Task goal ::
Look through the items below and copy out each line that contains the string "stem". Capital and small letters must match.

Supplied data ::
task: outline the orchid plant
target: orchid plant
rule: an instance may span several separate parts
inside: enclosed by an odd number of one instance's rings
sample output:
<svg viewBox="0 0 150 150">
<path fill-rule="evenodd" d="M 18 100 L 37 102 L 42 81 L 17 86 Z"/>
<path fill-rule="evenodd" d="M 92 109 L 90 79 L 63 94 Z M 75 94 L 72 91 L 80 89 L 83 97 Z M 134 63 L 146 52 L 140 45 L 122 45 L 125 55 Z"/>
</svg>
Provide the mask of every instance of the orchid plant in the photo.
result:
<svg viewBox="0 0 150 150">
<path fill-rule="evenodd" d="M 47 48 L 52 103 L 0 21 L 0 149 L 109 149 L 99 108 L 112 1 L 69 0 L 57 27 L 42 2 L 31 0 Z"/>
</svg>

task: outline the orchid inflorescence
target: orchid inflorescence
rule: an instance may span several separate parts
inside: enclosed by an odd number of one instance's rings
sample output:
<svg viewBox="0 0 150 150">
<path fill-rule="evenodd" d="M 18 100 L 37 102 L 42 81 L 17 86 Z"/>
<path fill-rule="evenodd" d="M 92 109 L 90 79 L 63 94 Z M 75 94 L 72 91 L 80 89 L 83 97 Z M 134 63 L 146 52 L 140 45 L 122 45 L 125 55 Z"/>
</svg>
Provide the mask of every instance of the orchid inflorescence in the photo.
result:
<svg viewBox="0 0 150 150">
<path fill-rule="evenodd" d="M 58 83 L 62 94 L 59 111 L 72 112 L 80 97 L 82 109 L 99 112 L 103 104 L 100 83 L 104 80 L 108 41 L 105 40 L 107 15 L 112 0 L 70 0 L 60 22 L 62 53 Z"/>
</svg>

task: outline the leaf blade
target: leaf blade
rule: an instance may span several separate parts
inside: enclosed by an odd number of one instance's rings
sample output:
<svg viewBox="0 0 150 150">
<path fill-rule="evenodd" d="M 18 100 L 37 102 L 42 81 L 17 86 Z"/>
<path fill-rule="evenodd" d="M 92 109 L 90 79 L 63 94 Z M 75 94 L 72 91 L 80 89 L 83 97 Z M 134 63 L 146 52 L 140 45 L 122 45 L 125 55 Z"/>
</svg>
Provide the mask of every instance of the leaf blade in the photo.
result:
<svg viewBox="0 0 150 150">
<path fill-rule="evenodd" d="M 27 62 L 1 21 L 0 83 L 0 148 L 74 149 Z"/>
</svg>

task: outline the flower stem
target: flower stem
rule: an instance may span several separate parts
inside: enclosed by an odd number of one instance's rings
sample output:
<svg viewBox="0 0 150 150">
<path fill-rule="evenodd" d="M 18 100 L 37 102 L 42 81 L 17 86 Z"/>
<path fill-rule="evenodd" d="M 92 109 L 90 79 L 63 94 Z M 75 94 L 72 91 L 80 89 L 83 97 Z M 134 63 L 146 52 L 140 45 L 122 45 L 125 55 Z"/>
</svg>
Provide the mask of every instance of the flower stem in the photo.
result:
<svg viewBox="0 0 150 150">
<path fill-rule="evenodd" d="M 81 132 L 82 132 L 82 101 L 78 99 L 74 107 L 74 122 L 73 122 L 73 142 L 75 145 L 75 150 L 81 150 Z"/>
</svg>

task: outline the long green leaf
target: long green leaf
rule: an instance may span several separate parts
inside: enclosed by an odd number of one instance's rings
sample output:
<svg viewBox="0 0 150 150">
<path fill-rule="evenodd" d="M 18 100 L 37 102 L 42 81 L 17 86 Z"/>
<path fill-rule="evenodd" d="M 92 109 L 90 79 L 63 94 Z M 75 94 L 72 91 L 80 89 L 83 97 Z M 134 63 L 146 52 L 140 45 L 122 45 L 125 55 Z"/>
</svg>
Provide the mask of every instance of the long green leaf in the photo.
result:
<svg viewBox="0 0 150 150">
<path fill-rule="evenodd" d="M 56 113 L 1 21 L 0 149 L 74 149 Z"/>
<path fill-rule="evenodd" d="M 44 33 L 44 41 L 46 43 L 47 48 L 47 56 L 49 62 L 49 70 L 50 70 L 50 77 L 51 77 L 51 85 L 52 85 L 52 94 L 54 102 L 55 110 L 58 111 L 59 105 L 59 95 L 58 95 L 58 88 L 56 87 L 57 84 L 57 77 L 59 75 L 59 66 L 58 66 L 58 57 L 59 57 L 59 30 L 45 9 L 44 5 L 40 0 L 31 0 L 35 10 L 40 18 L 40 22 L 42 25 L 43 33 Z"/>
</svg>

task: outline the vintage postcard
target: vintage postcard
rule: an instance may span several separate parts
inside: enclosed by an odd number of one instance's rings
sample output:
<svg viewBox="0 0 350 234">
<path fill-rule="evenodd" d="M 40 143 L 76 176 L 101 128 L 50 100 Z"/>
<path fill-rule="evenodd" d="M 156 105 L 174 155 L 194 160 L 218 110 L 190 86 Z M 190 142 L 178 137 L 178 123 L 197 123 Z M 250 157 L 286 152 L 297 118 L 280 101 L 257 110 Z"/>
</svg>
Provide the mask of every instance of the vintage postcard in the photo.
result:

==

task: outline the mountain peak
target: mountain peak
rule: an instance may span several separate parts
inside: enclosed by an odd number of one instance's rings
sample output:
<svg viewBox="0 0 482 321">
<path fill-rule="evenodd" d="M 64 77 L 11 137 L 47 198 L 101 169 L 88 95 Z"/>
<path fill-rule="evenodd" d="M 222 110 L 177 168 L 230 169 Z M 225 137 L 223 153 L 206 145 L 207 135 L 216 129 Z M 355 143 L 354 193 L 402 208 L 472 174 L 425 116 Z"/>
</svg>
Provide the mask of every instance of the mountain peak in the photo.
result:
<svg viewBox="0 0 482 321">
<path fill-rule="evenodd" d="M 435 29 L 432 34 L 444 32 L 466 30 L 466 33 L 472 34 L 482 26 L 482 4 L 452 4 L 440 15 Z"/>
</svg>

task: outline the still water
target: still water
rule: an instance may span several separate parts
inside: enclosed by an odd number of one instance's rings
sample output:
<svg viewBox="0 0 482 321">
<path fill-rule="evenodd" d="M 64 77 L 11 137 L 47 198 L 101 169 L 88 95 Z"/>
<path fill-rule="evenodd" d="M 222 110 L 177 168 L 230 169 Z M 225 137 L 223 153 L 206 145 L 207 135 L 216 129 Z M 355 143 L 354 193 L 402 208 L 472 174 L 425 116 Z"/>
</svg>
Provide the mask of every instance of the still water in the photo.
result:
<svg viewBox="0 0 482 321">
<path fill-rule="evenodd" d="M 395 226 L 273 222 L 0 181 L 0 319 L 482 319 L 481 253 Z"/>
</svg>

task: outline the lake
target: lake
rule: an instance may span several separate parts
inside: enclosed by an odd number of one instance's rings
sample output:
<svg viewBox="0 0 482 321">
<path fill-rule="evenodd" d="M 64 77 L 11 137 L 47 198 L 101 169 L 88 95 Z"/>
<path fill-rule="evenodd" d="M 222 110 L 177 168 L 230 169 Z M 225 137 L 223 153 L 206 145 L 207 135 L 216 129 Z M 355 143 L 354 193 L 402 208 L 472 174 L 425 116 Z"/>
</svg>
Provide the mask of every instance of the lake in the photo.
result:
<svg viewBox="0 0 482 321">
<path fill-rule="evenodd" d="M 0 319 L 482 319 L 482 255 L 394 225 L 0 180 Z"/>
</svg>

---

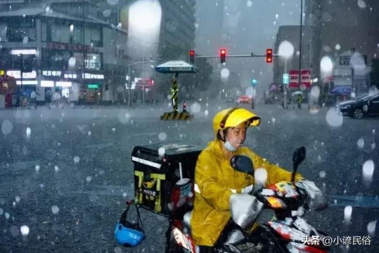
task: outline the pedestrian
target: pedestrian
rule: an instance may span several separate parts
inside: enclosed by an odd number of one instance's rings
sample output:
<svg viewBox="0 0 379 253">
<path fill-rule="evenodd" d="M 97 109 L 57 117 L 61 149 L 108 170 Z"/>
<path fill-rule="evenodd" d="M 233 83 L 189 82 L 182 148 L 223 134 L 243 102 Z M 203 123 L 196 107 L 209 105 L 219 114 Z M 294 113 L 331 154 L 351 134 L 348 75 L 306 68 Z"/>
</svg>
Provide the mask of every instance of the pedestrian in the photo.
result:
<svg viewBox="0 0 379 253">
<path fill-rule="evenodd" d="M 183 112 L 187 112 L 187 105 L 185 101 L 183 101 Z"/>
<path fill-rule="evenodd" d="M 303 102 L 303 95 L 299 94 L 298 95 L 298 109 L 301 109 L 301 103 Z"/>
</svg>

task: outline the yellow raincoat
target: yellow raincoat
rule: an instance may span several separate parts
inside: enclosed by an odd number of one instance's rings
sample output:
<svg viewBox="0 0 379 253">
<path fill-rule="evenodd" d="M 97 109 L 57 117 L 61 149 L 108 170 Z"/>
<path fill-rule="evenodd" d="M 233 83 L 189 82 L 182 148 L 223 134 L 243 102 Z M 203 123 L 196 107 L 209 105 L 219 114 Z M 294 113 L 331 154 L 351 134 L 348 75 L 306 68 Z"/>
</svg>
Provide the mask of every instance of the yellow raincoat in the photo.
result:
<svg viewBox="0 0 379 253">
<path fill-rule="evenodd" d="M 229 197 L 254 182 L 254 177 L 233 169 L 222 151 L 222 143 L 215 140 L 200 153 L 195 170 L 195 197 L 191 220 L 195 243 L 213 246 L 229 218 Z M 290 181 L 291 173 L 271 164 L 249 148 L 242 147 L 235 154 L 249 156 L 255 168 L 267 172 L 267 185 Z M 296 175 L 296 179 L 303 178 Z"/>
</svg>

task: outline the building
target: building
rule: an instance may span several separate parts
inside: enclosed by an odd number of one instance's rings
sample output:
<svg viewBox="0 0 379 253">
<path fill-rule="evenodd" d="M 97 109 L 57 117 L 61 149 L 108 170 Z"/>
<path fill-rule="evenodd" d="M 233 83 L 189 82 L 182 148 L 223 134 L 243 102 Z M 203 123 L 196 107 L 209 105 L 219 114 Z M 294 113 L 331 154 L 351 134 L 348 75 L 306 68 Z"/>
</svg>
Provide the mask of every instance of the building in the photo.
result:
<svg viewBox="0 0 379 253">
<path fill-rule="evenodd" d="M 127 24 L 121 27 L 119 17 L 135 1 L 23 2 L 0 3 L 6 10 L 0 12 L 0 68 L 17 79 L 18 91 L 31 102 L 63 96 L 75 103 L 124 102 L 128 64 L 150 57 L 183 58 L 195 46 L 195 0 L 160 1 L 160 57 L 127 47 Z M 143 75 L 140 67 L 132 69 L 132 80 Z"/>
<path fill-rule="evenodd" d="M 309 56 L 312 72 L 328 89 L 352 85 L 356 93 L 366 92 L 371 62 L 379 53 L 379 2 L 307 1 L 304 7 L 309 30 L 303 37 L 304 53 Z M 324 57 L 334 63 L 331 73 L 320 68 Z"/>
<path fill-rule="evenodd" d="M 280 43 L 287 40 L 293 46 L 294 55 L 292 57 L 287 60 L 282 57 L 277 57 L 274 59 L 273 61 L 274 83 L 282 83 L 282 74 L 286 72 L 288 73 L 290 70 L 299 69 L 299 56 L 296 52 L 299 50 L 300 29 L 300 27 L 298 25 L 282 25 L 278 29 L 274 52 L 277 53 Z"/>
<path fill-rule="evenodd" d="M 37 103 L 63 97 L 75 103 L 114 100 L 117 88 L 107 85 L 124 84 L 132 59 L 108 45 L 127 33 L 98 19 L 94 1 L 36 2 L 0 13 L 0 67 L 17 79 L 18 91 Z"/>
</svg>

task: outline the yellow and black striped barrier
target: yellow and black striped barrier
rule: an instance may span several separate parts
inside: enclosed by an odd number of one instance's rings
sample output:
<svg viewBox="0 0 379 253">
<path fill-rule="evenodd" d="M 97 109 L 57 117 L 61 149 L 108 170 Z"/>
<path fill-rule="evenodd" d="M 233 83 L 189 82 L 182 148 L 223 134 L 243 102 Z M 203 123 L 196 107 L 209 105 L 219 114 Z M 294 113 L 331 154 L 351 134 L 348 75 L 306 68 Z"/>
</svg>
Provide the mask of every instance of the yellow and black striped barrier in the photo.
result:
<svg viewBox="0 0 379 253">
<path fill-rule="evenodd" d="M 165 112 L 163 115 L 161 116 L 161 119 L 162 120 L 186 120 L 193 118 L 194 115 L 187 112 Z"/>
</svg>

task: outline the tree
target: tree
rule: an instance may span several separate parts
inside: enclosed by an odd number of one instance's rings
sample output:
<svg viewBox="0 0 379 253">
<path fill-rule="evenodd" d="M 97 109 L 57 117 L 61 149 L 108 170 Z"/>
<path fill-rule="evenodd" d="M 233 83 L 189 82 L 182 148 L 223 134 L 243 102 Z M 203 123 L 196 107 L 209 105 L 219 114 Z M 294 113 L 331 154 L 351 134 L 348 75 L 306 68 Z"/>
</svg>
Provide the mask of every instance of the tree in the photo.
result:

Exercise result ::
task: outline the flower stem
target: flower stem
Provide the mask of every instance of the flower stem in the photo.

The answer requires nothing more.